___ Исходный текст
Монашеская, тихая тоска.
Что помню я? Но в полумрак вечерний
Плывет заря, и сонные леса
Еще хранят последний стих вечерний
И хора медленные голоса.
И снятся мне прозрачные соборы, —
Отражены в озерах купола,
И ткут серебряные переборы
Волоколамские колокола(Арсений Тарковский)
Говоря о множественных философских, жизненных и кинематографических изысканиях Андрея Тарковского, в бытность свою еще перспективным, но уже мастеровитым советским(хотя по-настоящему советским ментально и интеллектуально, как и отец его, знаменитый поэт, Андрей не был никогда) режиссером("Иваново детство" к тому времени уже было создано и прогремело, в первую очередь, за рубежом), бесспорно, пожалуй, лишь одно: для Тарковского его второй по счету полнометражный фильм, историко-религиозная биографическая притча "Андрей Рублев" 1966 года, стал его личной Голгофой, пройдя которую в течении долгого пути сотворения ленты великий режиссер внутренне переменился, став тем, кем ему и будет суждено остаться до последних мгновений своего земного бытия - и Пророком, и Демиургом. И дело ведь не столько в препонах советской цензуры, ведь в стране победившего атеизма не могло быть ни черта, ни тем более Бога, пускай и в кинематографическом воплощении, сколь в тех стенаниях и терзаниях, сопровождавших создание ленты, и в масштабе непознанной тогда еще личности самого Андрея Рублева, биография которого складывалась из сугубо отрывочных эпизодов. Взвалив на себя крест сказителя Руси изначальной, поступательно приходящей к христианским первоосновам, но еще не переборовшей исконные языческие верования, Руси окаянной, терзаемой набегами иноземных захватчиков и раздираемой изнутри братоубийственными распрями, и жития Андрея-святого, Андрей-грешник в своей картине, композиционно решенной в форме восьми повествовательных отрывков, объединенных личностью великого иконописца, предпочел лишить напрочь последнего ореола святости, представив Рублева обычным человеком, волей истории ввинченного в смуту и кровавые омуты, склонного к сомнениям и исканиям. Не всегда православным, порой метафизическим и мистическим, но почти всегда общечеловеческим.
______
___ Имеющиеся данные
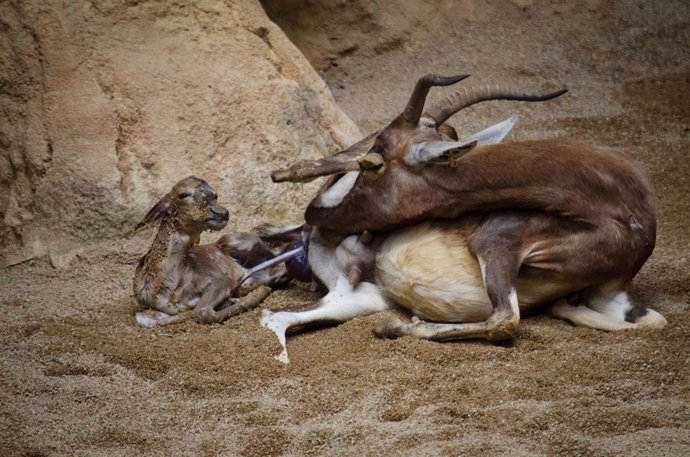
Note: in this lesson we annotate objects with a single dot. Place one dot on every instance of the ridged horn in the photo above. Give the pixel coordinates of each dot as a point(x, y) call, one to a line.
point(460, 100)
______
• Задание:
Перепишите фрагмент текста о фильме «Андрей Рублев» между словами «Монашеская, тихая тоска.» и «Волоколамские колокола(Арсений Тарковский)» включительно, поменяв «заря» на «луна».

• Полный ответ:
Монашеская, тихая тоска.
Что помню я? Но в полумрак вечерний
Плывет луна, и сонные леса
Еще хранят последний стих вечерний
И хора медленные голоса.
И снятся мне прозрачные соборы, —
Отражены в озерах купола,
И ткут серебряные переборы
Волоколамские колокола(Арсений Тарковский)